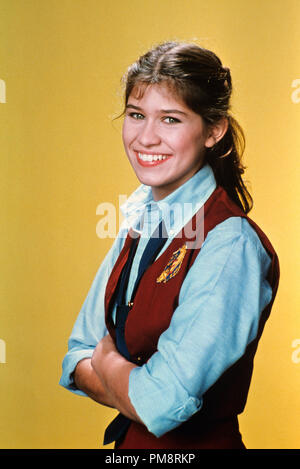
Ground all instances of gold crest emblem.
[156,244,187,283]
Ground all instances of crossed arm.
[74,335,142,423]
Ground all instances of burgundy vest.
[105,187,279,449]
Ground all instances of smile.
[136,152,170,166]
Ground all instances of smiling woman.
[60,42,279,449]
[123,84,228,200]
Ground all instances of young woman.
[60,42,279,449]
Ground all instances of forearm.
[91,341,143,423]
[73,358,114,407]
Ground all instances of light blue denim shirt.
[60,165,272,437]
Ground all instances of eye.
[164,116,180,124]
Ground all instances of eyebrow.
[126,104,187,116]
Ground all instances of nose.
[138,120,161,147]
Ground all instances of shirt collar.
[120,164,216,236]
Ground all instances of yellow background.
[0,0,300,449]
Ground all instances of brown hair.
[124,42,253,213]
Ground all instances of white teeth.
[138,153,167,161]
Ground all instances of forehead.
[128,82,187,108]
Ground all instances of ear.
[205,117,228,148]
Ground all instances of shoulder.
[203,217,268,256]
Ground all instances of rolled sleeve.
[59,232,125,396]
[129,217,272,436]
[129,353,202,437]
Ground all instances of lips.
[135,152,172,167]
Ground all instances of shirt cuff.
[128,352,202,437]
[59,348,94,397]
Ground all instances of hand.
[91,335,142,423]
[91,334,119,380]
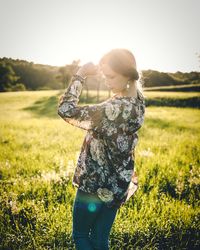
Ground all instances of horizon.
[0,0,200,73]
[0,57,200,74]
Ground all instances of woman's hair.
[99,49,142,94]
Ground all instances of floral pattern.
[58,79,145,207]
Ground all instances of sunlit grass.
[0,91,200,250]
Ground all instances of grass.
[0,91,200,250]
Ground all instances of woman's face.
[101,64,129,94]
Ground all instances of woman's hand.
[76,62,98,77]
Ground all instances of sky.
[0,0,200,72]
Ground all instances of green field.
[0,91,200,250]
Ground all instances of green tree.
[0,62,19,92]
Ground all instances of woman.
[58,49,145,250]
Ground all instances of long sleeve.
[58,80,104,130]
[58,80,144,137]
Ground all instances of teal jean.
[72,189,118,250]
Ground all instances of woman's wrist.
[76,68,87,79]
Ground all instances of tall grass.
[0,91,200,250]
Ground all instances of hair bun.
[129,68,139,80]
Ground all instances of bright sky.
[0,0,200,72]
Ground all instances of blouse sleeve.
[58,77,143,137]
[58,80,103,130]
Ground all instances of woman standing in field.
[58,49,145,250]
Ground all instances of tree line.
[0,57,200,92]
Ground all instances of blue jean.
[72,189,118,250]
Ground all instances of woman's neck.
[115,82,137,98]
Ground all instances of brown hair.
[100,49,139,80]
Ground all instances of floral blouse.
[58,78,145,207]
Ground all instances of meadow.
[0,90,200,250]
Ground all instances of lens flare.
[88,202,96,212]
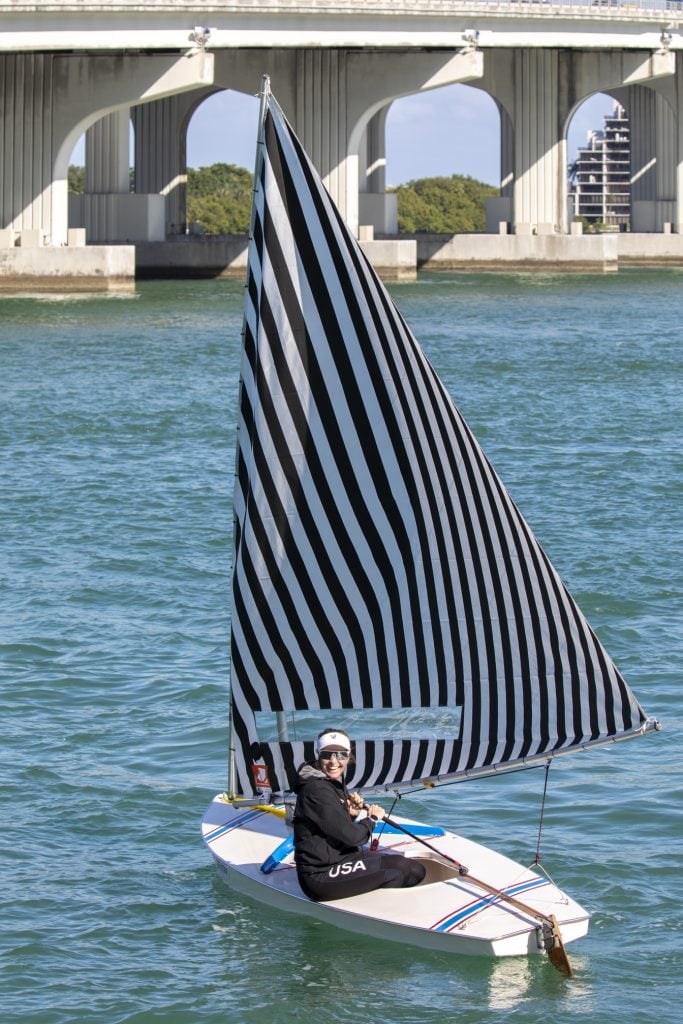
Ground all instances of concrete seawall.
[0,246,135,293]
[0,233,683,293]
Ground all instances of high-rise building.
[569,103,631,230]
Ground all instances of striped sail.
[227,88,652,795]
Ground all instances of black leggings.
[299,853,425,902]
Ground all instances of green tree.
[187,164,252,234]
[391,174,500,234]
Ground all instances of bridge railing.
[395,0,683,17]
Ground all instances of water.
[0,270,683,1024]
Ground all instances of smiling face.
[317,748,348,780]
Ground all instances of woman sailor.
[294,729,425,901]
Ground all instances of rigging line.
[370,793,400,853]
[533,758,552,864]
[393,763,546,797]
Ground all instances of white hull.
[202,797,589,956]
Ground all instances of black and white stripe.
[231,98,645,794]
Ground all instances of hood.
[294,763,329,793]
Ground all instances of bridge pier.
[0,52,213,253]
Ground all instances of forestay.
[227,86,653,795]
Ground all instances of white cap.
[315,732,351,757]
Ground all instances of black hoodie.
[294,764,375,874]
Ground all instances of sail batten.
[231,92,645,795]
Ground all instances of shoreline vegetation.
[69,164,500,236]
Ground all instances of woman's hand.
[366,804,385,821]
[347,793,365,818]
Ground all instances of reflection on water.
[488,956,531,1010]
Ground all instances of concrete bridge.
[0,0,683,284]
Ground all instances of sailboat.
[202,80,659,973]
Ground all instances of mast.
[227,75,272,795]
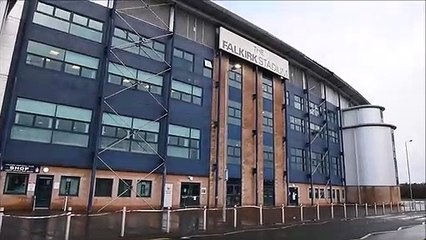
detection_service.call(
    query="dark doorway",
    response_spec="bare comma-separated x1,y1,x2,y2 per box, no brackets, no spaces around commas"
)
35,175,53,208
288,187,299,205
180,183,200,207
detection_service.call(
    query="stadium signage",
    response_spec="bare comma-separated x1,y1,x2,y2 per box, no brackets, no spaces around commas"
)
219,27,289,79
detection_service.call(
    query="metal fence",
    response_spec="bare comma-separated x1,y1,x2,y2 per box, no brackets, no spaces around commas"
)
0,201,426,240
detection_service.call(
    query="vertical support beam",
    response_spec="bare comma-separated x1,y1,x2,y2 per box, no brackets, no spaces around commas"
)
86,1,117,213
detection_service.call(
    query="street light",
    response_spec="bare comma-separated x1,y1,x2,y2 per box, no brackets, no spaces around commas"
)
405,139,413,208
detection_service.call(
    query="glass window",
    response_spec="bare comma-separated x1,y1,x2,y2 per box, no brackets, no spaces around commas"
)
167,124,201,159
11,98,92,147
26,41,99,79
95,178,114,197
173,48,194,72
170,80,203,105
136,181,152,197
4,173,29,195
33,2,103,43
117,179,132,197
59,176,80,196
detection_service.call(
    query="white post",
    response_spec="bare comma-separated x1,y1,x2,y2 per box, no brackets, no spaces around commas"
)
374,203,377,215
166,207,171,233
234,205,237,228
355,203,358,218
343,203,348,220
382,202,386,215
65,207,72,240
203,206,207,231
120,207,127,237
0,207,4,233
317,204,321,221
64,196,68,212
365,203,368,216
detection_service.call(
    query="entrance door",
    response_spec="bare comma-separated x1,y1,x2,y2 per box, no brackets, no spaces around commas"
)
35,175,53,208
288,187,299,205
180,183,200,207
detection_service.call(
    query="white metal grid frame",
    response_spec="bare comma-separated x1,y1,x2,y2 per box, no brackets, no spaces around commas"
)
96,0,173,213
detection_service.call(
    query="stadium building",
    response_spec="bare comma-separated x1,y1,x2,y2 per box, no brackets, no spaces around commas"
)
0,0,400,211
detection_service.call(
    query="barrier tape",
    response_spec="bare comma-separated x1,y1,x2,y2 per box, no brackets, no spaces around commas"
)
3,213,68,219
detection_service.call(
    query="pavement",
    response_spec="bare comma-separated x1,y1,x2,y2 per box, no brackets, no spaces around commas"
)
181,212,426,240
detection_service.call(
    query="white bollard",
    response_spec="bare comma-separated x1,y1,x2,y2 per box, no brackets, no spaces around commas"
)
234,205,237,228
203,206,207,231
355,203,358,218
343,203,348,220
120,207,127,237
382,202,386,215
166,207,171,233
374,203,377,215
365,203,368,216
317,204,321,221
65,207,72,240
0,207,4,233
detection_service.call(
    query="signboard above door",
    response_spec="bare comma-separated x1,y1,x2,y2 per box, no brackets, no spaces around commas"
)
1,163,40,173
219,27,289,79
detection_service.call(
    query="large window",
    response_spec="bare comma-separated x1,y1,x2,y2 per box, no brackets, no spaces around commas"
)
311,152,326,174
309,123,324,138
170,80,203,105
263,145,274,168
4,173,29,195
203,59,213,78
290,148,307,171
10,98,92,147
101,113,160,154
227,139,241,164
309,102,320,117
294,95,304,111
290,116,305,132
173,48,194,72
59,176,80,196
262,76,273,100
167,124,201,159
26,41,99,79
95,178,114,197
117,179,132,197
328,129,339,143
108,62,163,95
136,181,152,197
112,28,166,61
263,111,274,133
228,68,241,89
33,2,103,42
228,100,241,126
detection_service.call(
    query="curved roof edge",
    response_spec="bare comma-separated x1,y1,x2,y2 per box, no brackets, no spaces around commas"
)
342,104,385,112
342,123,396,130
172,0,370,105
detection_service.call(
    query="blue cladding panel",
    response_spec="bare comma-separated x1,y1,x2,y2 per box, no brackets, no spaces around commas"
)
5,140,92,168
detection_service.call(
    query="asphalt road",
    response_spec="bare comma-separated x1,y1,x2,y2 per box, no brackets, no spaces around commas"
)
183,212,426,240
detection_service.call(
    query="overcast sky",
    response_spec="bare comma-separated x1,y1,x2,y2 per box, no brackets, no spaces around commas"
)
216,1,426,182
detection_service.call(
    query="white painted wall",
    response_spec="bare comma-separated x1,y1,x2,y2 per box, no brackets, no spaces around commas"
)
343,107,397,186
0,1,24,115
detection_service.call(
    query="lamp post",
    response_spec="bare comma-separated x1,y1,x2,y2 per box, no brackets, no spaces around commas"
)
405,140,413,208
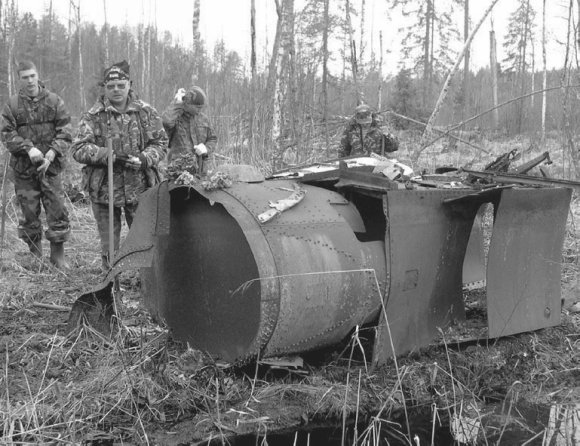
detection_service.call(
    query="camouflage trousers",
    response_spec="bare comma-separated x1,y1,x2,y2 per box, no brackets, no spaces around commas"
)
14,173,70,244
91,202,137,265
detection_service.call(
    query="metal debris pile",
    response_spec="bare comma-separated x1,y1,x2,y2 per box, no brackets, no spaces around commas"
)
166,153,199,186
201,171,233,190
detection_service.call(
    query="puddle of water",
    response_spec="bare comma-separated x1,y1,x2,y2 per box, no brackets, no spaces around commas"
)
203,404,580,446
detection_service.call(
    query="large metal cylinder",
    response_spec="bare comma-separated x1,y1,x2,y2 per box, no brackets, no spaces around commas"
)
142,181,386,361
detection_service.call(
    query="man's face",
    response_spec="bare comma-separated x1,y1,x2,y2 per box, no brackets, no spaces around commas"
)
183,102,203,116
105,80,130,107
18,69,39,98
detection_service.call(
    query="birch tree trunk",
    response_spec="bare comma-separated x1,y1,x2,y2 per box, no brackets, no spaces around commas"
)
423,0,434,108
191,0,201,85
462,0,471,118
103,0,109,67
542,0,548,141
518,0,530,133
272,0,294,160
321,0,330,157
422,0,499,156
76,0,87,110
377,30,383,111
346,0,363,104
358,0,366,72
489,19,499,130
248,0,257,155
561,0,580,178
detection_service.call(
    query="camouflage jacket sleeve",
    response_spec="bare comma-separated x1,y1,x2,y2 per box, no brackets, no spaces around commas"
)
2,98,34,156
50,97,72,156
142,105,169,167
383,132,399,152
71,113,107,166
204,118,217,152
338,125,352,158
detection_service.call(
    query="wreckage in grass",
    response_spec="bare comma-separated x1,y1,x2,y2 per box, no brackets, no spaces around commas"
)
69,152,580,364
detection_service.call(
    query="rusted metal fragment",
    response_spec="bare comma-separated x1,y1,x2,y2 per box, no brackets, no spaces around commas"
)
373,190,479,365
487,188,572,337
143,181,385,361
462,169,580,191
462,206,485,288
67,182,169,335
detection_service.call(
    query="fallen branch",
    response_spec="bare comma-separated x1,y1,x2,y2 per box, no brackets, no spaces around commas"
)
32,302,70,311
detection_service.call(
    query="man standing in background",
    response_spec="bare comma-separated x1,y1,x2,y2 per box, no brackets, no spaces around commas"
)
338,104,399,158
162,87,217,171
2,61,72,268
71,61,167,270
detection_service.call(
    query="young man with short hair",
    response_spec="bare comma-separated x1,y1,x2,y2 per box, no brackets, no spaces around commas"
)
2,61,72,268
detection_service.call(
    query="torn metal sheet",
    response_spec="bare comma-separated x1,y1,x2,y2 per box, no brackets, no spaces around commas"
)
373,189,479,364
462,206,486,289
69,159,571,365
487,188,572,337
143,181,385,361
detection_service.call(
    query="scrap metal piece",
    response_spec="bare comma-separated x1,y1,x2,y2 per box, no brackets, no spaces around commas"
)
373,189,479,365
462,169,580,191
487,188,572,338
66,182,169,335
462,206,486,289
142,180,386,362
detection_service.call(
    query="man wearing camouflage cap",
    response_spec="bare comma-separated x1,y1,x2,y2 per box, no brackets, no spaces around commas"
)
162,86,217,169
71,61,167,269
338,104,399,158
2,61,72,268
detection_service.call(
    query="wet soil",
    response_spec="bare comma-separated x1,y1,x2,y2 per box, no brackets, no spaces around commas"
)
0,199,580,445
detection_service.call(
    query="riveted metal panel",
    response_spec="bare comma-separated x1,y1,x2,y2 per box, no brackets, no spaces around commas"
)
227,181,385,355
487,188,571,337
373,190,478,364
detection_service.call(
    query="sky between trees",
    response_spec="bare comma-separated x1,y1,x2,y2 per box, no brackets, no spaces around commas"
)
17,0,568,74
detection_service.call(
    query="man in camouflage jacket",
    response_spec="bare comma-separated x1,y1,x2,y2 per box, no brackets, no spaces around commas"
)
338,104,399,158
71,61,167,269
162,87,217,168
2,61,72,268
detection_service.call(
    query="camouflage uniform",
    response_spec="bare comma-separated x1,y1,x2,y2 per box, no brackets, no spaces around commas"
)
2,82,72,245
162,99,217,162
338,113,399,158
72,91,167,261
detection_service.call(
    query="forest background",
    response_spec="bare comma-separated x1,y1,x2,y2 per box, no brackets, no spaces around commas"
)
0,0,580,179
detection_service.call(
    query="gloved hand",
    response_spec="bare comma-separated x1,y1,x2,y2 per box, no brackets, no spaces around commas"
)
125,156,143,169
193,143,207,156
175,88,185,104
36,158,50,176
44,149,56,163
96,146,110,163
28,147,44,164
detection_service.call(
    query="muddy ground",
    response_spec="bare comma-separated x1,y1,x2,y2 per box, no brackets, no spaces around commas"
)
0,193,580,445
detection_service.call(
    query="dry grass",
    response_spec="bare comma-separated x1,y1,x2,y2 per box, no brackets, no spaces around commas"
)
0,138,580,445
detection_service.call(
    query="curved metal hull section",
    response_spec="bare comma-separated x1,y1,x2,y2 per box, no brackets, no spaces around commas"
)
143,181,386,360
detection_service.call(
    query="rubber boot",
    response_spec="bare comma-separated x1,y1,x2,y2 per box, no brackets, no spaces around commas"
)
50,242,68,269
28,240,42,259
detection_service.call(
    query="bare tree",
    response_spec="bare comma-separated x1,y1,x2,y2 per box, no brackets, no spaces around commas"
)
358,0,366,71
272,0,294,159
422,0,499,157
71,0,87,110
542,0,544,140
489,19,499,129
191,0,201,85
321,0,330,154
345,0,363,103
103,0,109,67
463,0,471,117
248,0,257,153
377,31,383,110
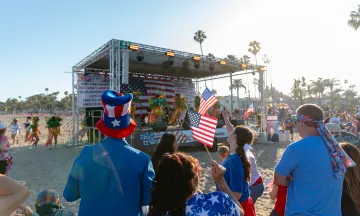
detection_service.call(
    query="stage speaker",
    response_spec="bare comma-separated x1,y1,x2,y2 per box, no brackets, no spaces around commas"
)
216,119,225,128
152,122,167,132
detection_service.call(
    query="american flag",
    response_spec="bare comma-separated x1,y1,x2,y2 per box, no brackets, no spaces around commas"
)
244,103,255,119
188,111,217,147
199,88,218,115
120,76,175,115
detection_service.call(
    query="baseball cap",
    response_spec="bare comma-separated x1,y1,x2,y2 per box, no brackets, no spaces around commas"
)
36,190,60,207
0,121,7,130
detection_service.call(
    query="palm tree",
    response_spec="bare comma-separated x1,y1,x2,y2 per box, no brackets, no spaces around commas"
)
253,78,259,98
194,30,206,71
229,79,246,108
248,41,261,65
311,77,327,104
324,78,340,109
206,53,215,61
226,55,238,61
348,5,360,31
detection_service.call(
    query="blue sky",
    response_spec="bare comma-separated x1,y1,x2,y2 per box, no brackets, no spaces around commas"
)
0,0,360,101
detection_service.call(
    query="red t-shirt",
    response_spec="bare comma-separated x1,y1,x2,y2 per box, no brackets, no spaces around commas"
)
274,185,288,216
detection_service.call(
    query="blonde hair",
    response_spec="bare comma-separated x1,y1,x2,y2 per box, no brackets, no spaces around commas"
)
341,142,360,212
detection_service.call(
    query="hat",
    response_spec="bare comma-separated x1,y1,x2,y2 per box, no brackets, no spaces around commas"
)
* * *
Copy out the data from the beginning through the line containing "[123,84,228,200]", and omit the pictures.

• Written response
Ground all instances of gold crest emblem.
[156,244,187,283]
Ground all instances of crossed arm.
[74,335,142,423]
Ground all instances of burgundy vest.
[105,187,279,449]
Ground all instances of smile.
[136,152,170,166]
Ground all instances of smiling woman.
[60,42,279,449]
[123,84,228,200]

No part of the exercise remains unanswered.